▶ _What the task asks_
Update the listing below by replacing every "even-odd" with "nonzero" and leaving everything else unchanged.
## Begin
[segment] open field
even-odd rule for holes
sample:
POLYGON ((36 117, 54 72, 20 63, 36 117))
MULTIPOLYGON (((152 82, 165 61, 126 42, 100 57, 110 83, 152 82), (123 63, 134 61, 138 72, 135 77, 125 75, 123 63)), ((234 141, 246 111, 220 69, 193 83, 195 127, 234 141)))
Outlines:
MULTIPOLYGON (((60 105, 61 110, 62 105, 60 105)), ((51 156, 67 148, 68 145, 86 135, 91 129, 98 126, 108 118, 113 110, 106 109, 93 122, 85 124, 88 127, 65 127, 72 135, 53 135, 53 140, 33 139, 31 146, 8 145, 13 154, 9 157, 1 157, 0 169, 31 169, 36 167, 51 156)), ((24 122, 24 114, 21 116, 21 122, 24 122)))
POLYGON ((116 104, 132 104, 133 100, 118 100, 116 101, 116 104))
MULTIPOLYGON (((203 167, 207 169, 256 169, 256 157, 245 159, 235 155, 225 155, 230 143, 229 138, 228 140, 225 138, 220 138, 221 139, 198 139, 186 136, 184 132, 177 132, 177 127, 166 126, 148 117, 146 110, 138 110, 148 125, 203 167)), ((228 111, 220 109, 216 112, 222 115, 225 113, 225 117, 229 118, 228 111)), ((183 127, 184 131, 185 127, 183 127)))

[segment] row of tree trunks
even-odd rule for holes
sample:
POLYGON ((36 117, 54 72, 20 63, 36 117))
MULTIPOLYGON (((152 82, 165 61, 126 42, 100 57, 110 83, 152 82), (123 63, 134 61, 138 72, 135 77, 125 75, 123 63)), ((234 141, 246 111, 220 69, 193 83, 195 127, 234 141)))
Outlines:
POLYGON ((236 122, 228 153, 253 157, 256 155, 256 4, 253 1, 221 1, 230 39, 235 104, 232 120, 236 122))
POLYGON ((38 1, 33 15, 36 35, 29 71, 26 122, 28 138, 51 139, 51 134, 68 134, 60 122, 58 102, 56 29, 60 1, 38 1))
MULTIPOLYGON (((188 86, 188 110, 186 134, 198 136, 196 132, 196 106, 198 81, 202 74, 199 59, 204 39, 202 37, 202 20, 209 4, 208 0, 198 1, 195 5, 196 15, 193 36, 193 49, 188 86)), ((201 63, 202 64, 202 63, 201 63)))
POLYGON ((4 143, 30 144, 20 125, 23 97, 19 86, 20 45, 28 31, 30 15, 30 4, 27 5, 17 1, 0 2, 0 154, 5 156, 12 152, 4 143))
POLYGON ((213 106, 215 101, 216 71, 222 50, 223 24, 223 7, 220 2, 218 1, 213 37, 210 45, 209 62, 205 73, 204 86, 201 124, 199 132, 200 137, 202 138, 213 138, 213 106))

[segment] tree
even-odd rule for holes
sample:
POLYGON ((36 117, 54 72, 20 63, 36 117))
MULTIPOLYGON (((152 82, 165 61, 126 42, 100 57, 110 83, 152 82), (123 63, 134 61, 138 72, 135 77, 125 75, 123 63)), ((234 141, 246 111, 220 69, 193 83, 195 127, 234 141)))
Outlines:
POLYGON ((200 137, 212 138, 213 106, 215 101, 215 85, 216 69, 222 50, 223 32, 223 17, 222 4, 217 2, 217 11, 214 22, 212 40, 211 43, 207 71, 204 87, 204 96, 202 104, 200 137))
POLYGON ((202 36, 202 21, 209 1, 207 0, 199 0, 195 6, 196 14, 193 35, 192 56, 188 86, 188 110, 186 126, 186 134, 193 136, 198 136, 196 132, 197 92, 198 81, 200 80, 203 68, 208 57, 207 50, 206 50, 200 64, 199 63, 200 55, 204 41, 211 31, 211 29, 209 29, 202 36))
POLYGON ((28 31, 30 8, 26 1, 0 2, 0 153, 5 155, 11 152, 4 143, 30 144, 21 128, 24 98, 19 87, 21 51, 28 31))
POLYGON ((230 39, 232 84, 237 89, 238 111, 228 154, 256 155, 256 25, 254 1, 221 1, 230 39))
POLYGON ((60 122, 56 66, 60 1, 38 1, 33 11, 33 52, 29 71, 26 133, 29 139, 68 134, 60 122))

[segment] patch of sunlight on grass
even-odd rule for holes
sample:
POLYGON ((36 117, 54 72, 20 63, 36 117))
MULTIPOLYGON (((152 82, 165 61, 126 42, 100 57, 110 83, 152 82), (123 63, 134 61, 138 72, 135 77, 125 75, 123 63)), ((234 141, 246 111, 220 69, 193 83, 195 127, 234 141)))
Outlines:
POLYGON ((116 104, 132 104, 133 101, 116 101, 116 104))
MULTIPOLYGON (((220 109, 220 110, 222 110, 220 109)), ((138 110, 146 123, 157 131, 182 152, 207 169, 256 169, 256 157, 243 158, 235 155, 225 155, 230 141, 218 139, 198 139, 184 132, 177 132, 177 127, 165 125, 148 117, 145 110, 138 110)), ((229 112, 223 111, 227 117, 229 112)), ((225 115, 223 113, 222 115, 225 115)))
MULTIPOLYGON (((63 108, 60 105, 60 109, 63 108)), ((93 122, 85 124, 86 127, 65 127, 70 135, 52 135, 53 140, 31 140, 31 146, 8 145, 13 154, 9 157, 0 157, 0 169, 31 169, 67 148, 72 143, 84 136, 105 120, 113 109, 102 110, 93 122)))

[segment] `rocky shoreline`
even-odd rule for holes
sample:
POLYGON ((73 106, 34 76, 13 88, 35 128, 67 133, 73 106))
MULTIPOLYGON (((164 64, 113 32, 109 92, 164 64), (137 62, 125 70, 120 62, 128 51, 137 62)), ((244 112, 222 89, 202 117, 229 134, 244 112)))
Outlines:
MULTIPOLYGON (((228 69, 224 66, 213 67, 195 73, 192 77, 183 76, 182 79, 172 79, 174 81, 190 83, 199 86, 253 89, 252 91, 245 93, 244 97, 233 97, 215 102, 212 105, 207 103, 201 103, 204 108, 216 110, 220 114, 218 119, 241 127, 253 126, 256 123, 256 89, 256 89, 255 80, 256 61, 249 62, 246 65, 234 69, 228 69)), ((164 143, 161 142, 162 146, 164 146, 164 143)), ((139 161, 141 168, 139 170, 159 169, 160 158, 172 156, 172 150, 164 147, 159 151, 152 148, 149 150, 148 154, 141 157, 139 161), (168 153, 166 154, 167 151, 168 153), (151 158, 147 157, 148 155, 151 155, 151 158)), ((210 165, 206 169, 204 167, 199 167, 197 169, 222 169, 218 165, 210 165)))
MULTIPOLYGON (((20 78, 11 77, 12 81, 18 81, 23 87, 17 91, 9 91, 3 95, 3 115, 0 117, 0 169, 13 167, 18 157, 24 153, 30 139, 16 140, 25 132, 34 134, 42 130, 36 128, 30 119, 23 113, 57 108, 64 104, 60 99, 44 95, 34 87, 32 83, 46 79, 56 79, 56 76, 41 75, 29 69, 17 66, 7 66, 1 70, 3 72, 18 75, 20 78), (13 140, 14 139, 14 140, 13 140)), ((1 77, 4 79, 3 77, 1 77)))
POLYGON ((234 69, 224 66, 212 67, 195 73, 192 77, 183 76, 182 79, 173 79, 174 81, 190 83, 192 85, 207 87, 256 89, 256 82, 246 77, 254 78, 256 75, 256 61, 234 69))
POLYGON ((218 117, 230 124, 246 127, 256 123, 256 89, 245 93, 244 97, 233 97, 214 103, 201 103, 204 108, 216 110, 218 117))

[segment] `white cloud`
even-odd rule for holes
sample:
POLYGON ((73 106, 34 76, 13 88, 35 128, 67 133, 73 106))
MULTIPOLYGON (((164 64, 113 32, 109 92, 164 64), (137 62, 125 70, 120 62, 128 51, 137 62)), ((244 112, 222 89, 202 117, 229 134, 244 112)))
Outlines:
## End
▶ _Task solution_
[segment] open field
nonzero rule for holes
sample:
POLYGON ((36 117, 54 72, 20 63, 36 117))
MULTIPOLYGON (((152 82, 165 61, 126 42, 100 57, 110 83, 152 82), (123 63, 134 61, 138 72, 135 77, 125 75, 123 63)), ((234 141, 246 111, 220 69, 193 83, 195 127, 234 141)))
Outlines:
MULTIPOLYGON (((60 105, 61 110, 62 105, 60 105)), ((51 156, 67 148, 68 145, 86 135, 91 129, 98 126, 108 118, 113 110, 106 109, 93 122, 85 124, 88 127, 65 127, 72 135, 53 135, 53 140, 33 139, 31 146, 8 145, 13 154, 9 157, 1 157, 0 169, 31 169, 36 167, 51 156)), ((24 122, 24 114, 21 116, 21 122, 24 122)))
POLYGON ((116 104, 132 104, 133 100, 118 100, 116 101, 116 104))
MULTIPOLYGON (((203 167, 207 169, 256 169, 256 157, 245 159, 235 155, 225 155, 230 143, 229 138, 228 140, 225 138, 220 138, 221 139, 198 139, 186 136, 184 132, 177 132, 177 127, 166 126, 148 117, 146 110, 138 110, 148 125, 203 167)), ((228 111, 220 109, 216 112, 222 115, 225 113, 225 117, 229 118, 228 111)), ((183 127, 184 131, 185 127, 183 127)))

[segment] row of tree trunks
nonzero rule for holes
sample:
POLYGON ((36 117, 54 72, 20 63, 36 117))
MULTIPOLYGON (((152 82, 165 61, 126 42, 100 57, 110 83, 152 82), (123 63, 134 61, 138 72, 135 77, 125 75, 123 63)), ((234 141, 246 111, 220 69, 193 83, 195 127, 234 141)))
Outlines:
POLYGON ((236 122, 228 153, 253 157, 256 155, 256 4, 253 1, 221 1, 230 39, 235 104, 232 120, 236 122))
POLYGON ((38 1, 33 15, 36 35, 29 71, 26 122, 28 138, 51 139, 51 134, 68 134, 60 122, 58 102, 56 29, 60 1, 38 1))
MULTIPOLYGON (((188 86, 188 110, 186 134, 198 136, 196 132, 196 106, 198 81, 202 74, 199 59, 204 39, 202 37, 202 20, 209 4, 208 0, 198 1, 195 5, 196 15, 193 36, 193 49, 188 86)), ((201 63, 202 64, 202 63, 201 63)))
POLYGON ((4 143, 30 144, 20 125, 23 97, 19 86, 20 45, 28 31, 30 15, 30 4, 27 5, 17 1, 0 2, 0 154, 5 156, 12 152, 4 143))
POLYGON ((213 106, 215 101, 216 71, 222 50, 223 24, 223 7, 220 2, 218 1, 213 37, 210 45, 209 62, 205 73, 204 86, 201 124, 199 132, 200 137, 202 138, 213 138, 213 106))

[segment] tree
nonzero rule for holes
sample:
POLYGON ((36 117, 54 72, 20 63, 36 117))
MULTIPOLYGON (((152 82, 165 61, 126 42, 100 57, 110 83, 152 82), (123 63, 134 61, 138 72, 135 77, 125 75, 123 63)), ((234 141, 246 111, 220 69, 193 83, 195 127, 234 141)))
Outlines:
POLYGON ((200 137, 212 138, 213 106, 215 101, 215 85, 216 69, 222 50, 223 32, 223 17, 222 4, 217 2, 217 11, 214 22, 212 40, 211 43, 207 71, 204 87, 204 96, 202 104, 200 137))
POLYGON ((202 36, 202 21, 209 1, 207 0, 199 0, 195 6, 196 14, 193 35, 192 56, 188 86, 188 110, 186 126, 186 134, 193 136, 198 136, 196 132, 197 92, 198 81, 200 80, 203 68, 208 57, 207 50, 206 50, 200 64, 199 63, 200 55, 204 41, 211 31, 211 29, 209 29, 202 36))
POLYGON ((28 31, 30 8, 26 1, 0 2, 0 153, 5 155, 11 152, 4 143, 30 144, 21 128, 24 98, 19 87, 21 51, 28 31))
POLYGON ((230 39, 232 84, 237 89, 238 111, 228 154, 256 155, 256 25, 254 1, 221 1, 230 39))
POLYGON ((60 122, 56 66, 60 1, 38 1, 33 11, 33 52, 29 71, 26 133, 29 139, 68 134, 60 122))

[segment] patch of sunlight on grass
nonzero rule for holes
sample:
POLYGON ((36 117, 54 72, 20 63, 36 117))
MULTIPOLYGON (((152 82, 165 61, 126 42, 100 57, 110 83, 152 82), (123 63, 134 61, 138 72, 135 77, 125 75, 123 63)), ((234 141, 246 111, 220 69, 193 83, 195 127, 234 141)))
Outlines:
POLYGON ((116 104, 132 104, 133 101, 116 101, 116 104))
MULTIPOLYGON (((220 109, 220 110, 222 110, 220 109)), ((138 110, 146 123, 157 131, 182 152, 207 169, 256 169, 256 157, 243 158, 235 155, 225 155, 230 141, 218 139, 198 139, 184 132, 177 132, 177 127, 165 125, 148 117, 145 110, 138 110)), ((229 112, 223 111, 227 117, 229 112)), ((225 115, 223 113, 222 115, 225 115)))
MULTIPOLYGON (((63 108, 60 105, 60 109, 63 108)), ((93 122, 85 124, 86 127, 65 127, 70 135, 52 135, 53 140, 31 140, 31 146, 8 145, 13 154, 9 157, 0 157, 0 169, 31 169, 67 148, 72 143, 84 136, 105 120, 113 109, 102 110, 93 122)))

[segment] `rocky shoreline`
nonzero rule for holes
sample:
POLYGON ((73 106, 34 76, 13 88, 35 128, 67 133, 73 106))
MULTIPOLYGON (((164 64, 113 32, 109 92, 164 64), (137 62, 125 70, 120 62, 128 51, 137 62)), ((244 112, 222 89, 202 117, 229 134, 244 112)))
Outlines:
MULTIPOLYGON (((228 69, 224 66, 213 67, 195 73, 192 77, 183 76, 182 79, 172 79, 174 81, 190 83, 199 86, 253 89, 252 91, 245 93, 244 97, 233 97, 215 102, 212 105, 207 103, 201 103, 204 108, 216 110, 220 114, 218 119, 241 127, 253 126, 256 123, 256 89, 256 89, 255 80, 256 61, 249 62, 246 65, 234 69, 228 69)), ((164 143, 161 142, 162 146, 164 146, 164 143)), ((139 161, 141 168, 139 170, 159 169, 160 158, 172 156, 172 150, 164 147, 159 151, 152 148, 149 150, 148 154, 141 157, 139 161), (168 153, 166 154, 167 151, 168 153), (151 158, 147 157, 148 155, 151 155, 151 158)), ((210 165, 206 169, 204 167, 199 167, 197 169, 222 169, 218 165, 210 165)))
MULTIPOLYGON (((20 78, 11 77, 12 81, 18 81, 23 87, 17 91, 9 91, 3 95, 3 115, 0 117, 0 169, 13 167, 18 157, 24 153, 30 139, 16 140, 25 132, 34 134, 42 130, 36 128, 30 119, 23 113, 57 108, 64 104, 60 99, 44 95, 34 87, 32 83, 46 79, 56 79, 56 76, 41 75, 29 69, 17 66, 7 66, 1 70, 3 72, 18 75, 20 78), (13 140, 14 139, 14 140, 13 140)), ((1 77, 4 79, 3 77, 1 77)))
POLYGON ((234 69, 224 66, 212 67, 195 73, 192 77, 183 76, 182 79, 173 79, 174 81, 190 83, 192 85, 207 87, 256 89, 256 82, 246 77, 254 78, 256 75, 256 61, 234 69))
POLYGON ((218 117, 230 124, 246 127, 256 123, 256 89, 245 93, 244 97, 233 97, 214 103, 201 103, 204 108, 216 110, 218 117))

[segment] `white cloud`
nonzero rule for holes
sample:
POLYGON ((73 106, 34 76, 13 88, 35 128, 67 133, 73 106))
MULTIPOLYGON (((164 64, 113 32, 109 92, 164 64), (137 62, 125 70, 120 62, 128 51, 137 62)), ((244 112, 222 89, 202 117, 229 134, 244 112)))
Outlines:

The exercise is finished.